> Text shown:
# Casting to the right?



## Matt Bizarro (Jan 26, 2016)

I know what to do when my casts go low/left: lengthen sinker drop, slow down, look up. but what could I be doing wrong where some casts fly to the right by about 20 degrees?


----------



## Papa-T (Sep 5, 2011)

Stop drinking. Lol Just kidding!


----------



## Ivan Bilic (Jul 5, 2020)

I have (had) simmilar problems all the time, when it slips weather right or left. When this starts to happen, I just stop forcing. I usually take smaller rod, lighter sinker and get to the basics. I practice direction, forget distance. Just this morning was doing just that, was practising pendulum, lead control and direction. Was casting no more than 70 or 80 yards...even less than that. I was focusing at direction by using feeling....

Now it is raining so I quit....


----------



## Arnav (Dec 17, 2020)

Matt Bizarro said:


> I know what to do when my casts go low/left: lengthen sinker drop, slow down, look up. but what could I be doing wrong where some casts fly to the right by about 20 degrees?


I was _PLAGUED_ with this as well. I straightened it out when I finally got to a beach for several hours. Most all types of casts I tried went to the right by some degree. Shifting my footwork / placement alone didn't change much as I'd expected it to. I think I was initiating the cast too quick / abruptly loading the rod too much, too soon. I consciously accelerated more gradually from a dead stop (OTG) to full bore and things straightened out ..... and went substantially further. Pendulum ... same thing. Approaching consistent AA class status now, very happy.

> Jobs:
1. In the casting thread, what three fixes does Matt Bizarro use when his casts go low/left?
2. Extend the thread about casts flying to the right, picking up after its final post.

Collected data entries

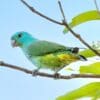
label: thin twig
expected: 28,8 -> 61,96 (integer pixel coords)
94,0 -> 100,15
0,61 -> 100,79
58,1 -> 66,22
21,0 -> 100,56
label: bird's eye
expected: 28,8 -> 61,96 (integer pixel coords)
18,33 -> 22,38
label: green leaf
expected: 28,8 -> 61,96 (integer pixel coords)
79,49 -> 96,58
63,10 -> 100,33
79,62 -> 100,74
56,82 -> 100,100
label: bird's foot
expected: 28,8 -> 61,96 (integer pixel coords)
32,69 -> 38,76
54,73 -> 60,79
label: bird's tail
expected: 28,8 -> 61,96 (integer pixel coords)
79,55 -> 87,61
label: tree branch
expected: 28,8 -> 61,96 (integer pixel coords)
21,0 -> 100,56
0,61 -> 100,79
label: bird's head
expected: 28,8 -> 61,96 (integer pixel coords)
11,31 -> 36,47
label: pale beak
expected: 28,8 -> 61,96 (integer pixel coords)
11,40 -> 18,47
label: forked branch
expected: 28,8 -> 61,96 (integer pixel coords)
0,61 -> 100,79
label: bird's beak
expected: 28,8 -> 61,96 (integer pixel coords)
11,40 -> 18,47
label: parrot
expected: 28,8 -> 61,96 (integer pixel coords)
11,31 -> 87,75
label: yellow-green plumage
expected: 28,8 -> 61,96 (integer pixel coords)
11,32 -> 86,72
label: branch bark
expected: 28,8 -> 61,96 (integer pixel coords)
0,61 -> 100,79
21,0 -> 100,56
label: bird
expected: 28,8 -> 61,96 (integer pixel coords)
11,31 -> 87,75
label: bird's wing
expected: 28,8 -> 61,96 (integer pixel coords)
28,41 -> 72,56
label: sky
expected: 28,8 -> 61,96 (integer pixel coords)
0,0 -> 100,100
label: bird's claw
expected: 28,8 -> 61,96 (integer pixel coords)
32,69 -> 38,76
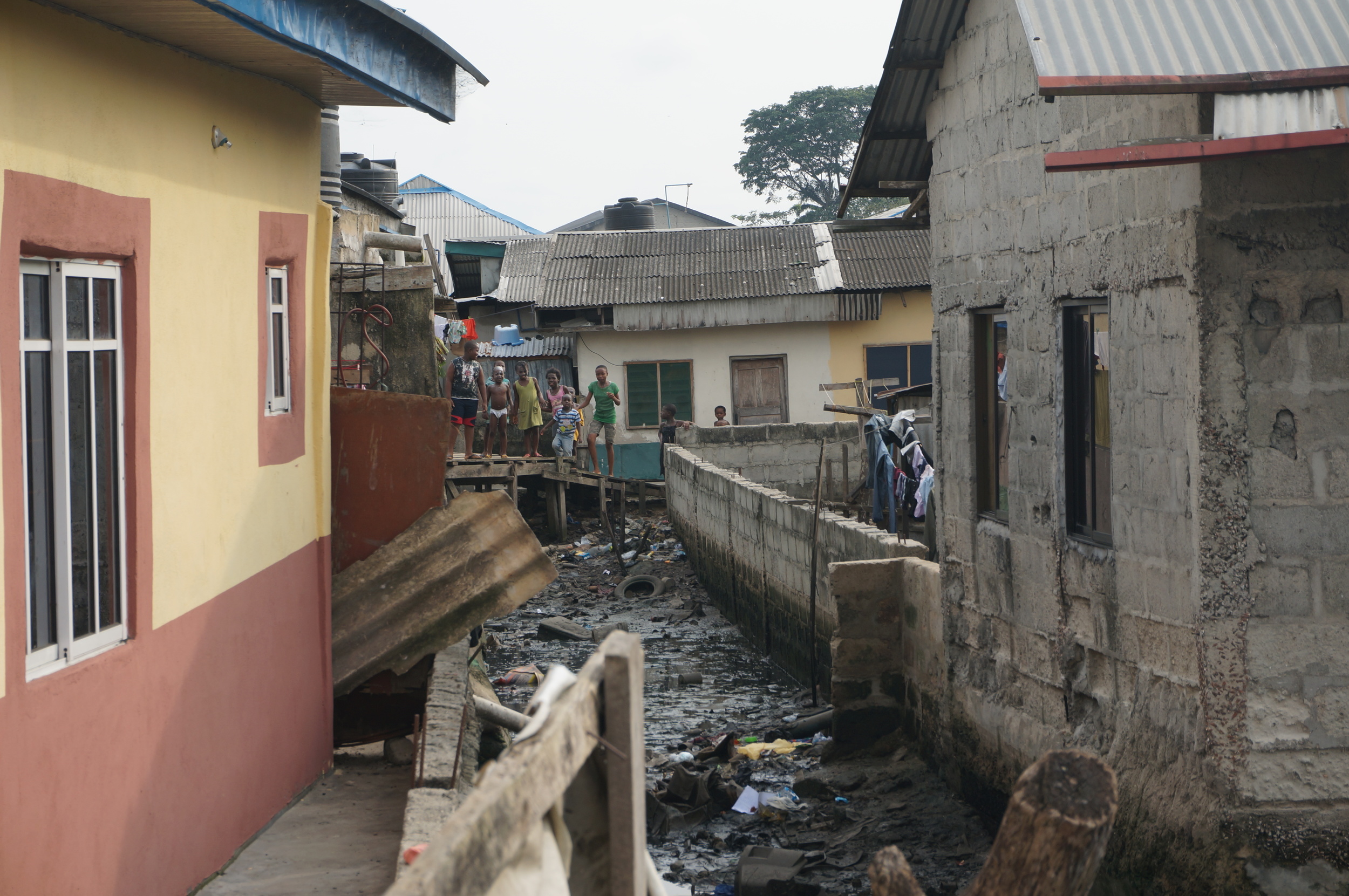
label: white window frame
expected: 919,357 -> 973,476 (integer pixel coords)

> Final results:
1. He lengthens the sinker drop, slows down, and looks up.

2.
----------



## fishhawkxxx (Nov 13, 2012)

Matt Bizarro said:


> I know what to do when my casts go low/left: lengthen sinker drop, slow down, look up. but what could I be doing wrong where some casts fly to the right by about 20 degrees?


I always thought direction was controlled w/ spool release timing?


----------



## dsurf (Aug 5, 2003)

Goes left...lengthen it....right...reduce it.


----------



## Matt Bizarro (Jan 26, 2016)

fishhawkxxx said:


> I always thought direction was controlled w/ spool release timing?


With this kind of casting, spool release happens automatically almost. When the power really gets put in and the rod feels like straightening back out, you don’t really have a choice.


----------



## Arnav (Dec 17, 2020)

Matt Bizarro said:


> With this kind of casting, spool release happens automatically almost. When the power really gets put in and the rod feels like straightening back out, you don’t really have a choice.


I agree with that, so much has to happen in synchronicity prior to the release. It all starts at the beginning and culminates with the release. Sometimes you have to back up a few steps to see where things are going awry. (for me, anyway)
OTG from various clock positions all dictate their own acceleration profile to full rod loading and the precise point of the release to hit your aim point.
How are you progressing Matt ? Any tips to share ?
Passing on lunchtime practice today, gusting 40kt +.
Cheers,


----------



## Don B (Jul 28, 2001)

Just to summarize.

With consistent timing and technique:

Casting low and left
Increase rod loading
Longer drop
Heavier lead
More powerful cast

Casting high and right
Decrease rod loading
Shorter drop
Lighter lead
Less powerful cast

For those going for distance
After achieving center field casts with consistent casts at max power, use a piece of tape to mark the drop's position with the amount of weight being cast. Mark the positions of different weights positions with tape and annotate the weight on the tape. A rod may have more than one tape indicating the best drop for the amount of weight.
EG
A tape for 100 grams
Another tape 125 grams

Don


----------



## BeachBob (Aug 27, 2010)

It's ALL about timing and release = practice.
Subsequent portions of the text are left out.